▶ _Goal_: All of the data must be printed exactly; please include every line.

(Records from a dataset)
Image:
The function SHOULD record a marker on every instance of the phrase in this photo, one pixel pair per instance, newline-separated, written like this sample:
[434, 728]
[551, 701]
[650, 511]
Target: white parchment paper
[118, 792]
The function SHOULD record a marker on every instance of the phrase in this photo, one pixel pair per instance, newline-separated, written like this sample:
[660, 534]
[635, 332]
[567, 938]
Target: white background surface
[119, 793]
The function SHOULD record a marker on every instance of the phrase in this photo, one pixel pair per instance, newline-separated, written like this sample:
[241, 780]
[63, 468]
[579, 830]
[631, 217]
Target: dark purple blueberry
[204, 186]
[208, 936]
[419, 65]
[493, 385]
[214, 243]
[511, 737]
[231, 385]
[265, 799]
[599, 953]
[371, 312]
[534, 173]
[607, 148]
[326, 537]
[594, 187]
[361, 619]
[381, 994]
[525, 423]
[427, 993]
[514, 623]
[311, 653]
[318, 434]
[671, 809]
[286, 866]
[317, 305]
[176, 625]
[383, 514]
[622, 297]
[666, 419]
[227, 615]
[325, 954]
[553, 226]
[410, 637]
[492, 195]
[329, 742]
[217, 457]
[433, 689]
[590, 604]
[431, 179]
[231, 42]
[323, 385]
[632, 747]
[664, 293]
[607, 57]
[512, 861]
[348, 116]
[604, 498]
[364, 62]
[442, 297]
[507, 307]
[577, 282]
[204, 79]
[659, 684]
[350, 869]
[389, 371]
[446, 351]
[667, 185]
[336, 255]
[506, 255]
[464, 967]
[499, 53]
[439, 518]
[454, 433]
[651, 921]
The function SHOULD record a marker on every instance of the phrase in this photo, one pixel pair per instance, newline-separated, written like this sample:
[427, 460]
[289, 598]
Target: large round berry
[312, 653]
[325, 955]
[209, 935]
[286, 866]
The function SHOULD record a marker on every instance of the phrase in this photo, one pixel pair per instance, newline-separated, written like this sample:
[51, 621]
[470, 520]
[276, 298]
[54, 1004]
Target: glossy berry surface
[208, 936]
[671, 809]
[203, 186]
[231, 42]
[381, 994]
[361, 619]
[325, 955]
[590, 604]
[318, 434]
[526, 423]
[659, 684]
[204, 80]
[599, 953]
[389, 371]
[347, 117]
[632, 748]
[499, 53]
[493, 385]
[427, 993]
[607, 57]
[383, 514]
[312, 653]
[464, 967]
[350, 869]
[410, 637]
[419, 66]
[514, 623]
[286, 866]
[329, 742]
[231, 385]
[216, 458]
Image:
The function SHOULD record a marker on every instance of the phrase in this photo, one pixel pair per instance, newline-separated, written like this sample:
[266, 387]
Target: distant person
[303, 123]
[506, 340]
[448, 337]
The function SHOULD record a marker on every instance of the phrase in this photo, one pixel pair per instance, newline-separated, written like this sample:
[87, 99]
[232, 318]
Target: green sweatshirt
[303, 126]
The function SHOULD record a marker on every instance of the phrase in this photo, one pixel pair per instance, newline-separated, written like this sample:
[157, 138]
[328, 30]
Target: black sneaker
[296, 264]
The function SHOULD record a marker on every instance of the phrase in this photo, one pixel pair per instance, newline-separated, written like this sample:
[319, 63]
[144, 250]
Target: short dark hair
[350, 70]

▶ _Response to this exercise_:
Image:
The function SHOULD record a marker on every instance of the phrase in this photo, one pixel pair per instance, newline-separated, written like this sample:
[434, 728]
[551, 701]
[650, 511]
Target: white parchment paper
[118, 792]
The function SHOULD record a marker on every instance of the phrase in this photo, one pixel pair per instance, newline-separated, written like this sample:
[660, 534]
[635, 332]
[567, 938]
Target: white background surface
[119, 793]
The function SHOULD record a marker on every instance of the phrase in this photo, one pixel pair per instance, newline-separated, written like this sample:
[241, 780]
[63, 468]
[579, 830]
[631, 217]
Target: dark purple blueberry
[204, 186]
[208, 936]
[419, 65]
[493, 385]
[214, 243]
[511, 737]
[231, 385]
[265, 799]
[599, 953]
[371, 312]
[534, 173]
[607, 148]
[326, 537]
[594, 187]
[361, 619]
[381, 994]
[525, 423]
[427, 993]
[514, 623]
[311, 653]
[318, 434]
[671, 809]
[286, 866]
[317, 305]
[176, 625]
[383, 514]
[622, 297]
[666, 419]
[227, 615]
[325, 954]
[553, 226]
[410, 637]
[492, 195]
[329, 742]
[217, 457]
[433, 689]
[590, 604]
[431, 179]
[231, 42]
[323, 385]
[632, 747]
[664, 293]
[607, 57]
[512, 861]
[348, 116]
[604, 498]
[364, 62]
[442, 297]
[507, 307]
[577, 282]
[204, 79]
[659, 684]
[350, 869]
[389, 371]
[446, 351]
[667, 185]
[336, 255]
[506, 255]
[464, 967]
[499, 53]
[439, 518]
[454, 433]
[651, 921]
The function SHOULD record a marker on every instance of the phrase in this photo, one pixel pair per instance, newline-separated, written like this sample:
[427, 460]
[289, 598]
Target: large round berry
[312, 653]
[325, 955]
[209, 935]
[286, 866]
The function SHOULD record a marker on every instance of the phrase in this photo, one pixel pair per instance, newline-separated, written like this sample:
[51, 621]
[470, 520]
[276, 298]
[54, 1004]
Target: glossy berry surface
[208, 936]
[671, 809]
[203, 186]
[231, 42]
[381, 994]
[361, 619]
[325, 955]
[590, 604]
[318, 434]
[526, 423]
[659, 684]
[204, 80]
[599, 953]
[389, 371]
[347, 117]
[632, 748]
[499, 53]
[493, 385]
[427, 993]
[607, 57]
[383, 514]
[312, 653]
[464, 967]
[350, 869]
[410, 637]
[419, 66]
[514, 623]
[286, 866]
[329, 742]
[231, 385]
[216, 458]
Image:
The function SHOULD record a marker on every instance of the phrase in this photo, one pixel pair per instance, newline-separated, written like this sample:
[266, 387]
Target: distant person
[303, 123]
[506, 340]
[448, 337]
The function SHOULD record a marker on every instance of the phrase in this photo, one pixel pair per instance, newline-separated, written like this sample:
[87, 99]
[232, 318]
Target: green sweatshirt
[303, 126]
The function SHOULD record a marker on every instance of the phrase in this photo, one pixel pair per instance, newline-separated, written like this sample:
[157, 138]
[328, 30]
Target: black sneaker
[296, 264]
The function SHOULD record a marker on every instance of the phrase in this photo, one pixel pair per instance, newline-separated, written like this sample:
[319, 63]
[144, 250]
Target: short dark hair
[350, 70]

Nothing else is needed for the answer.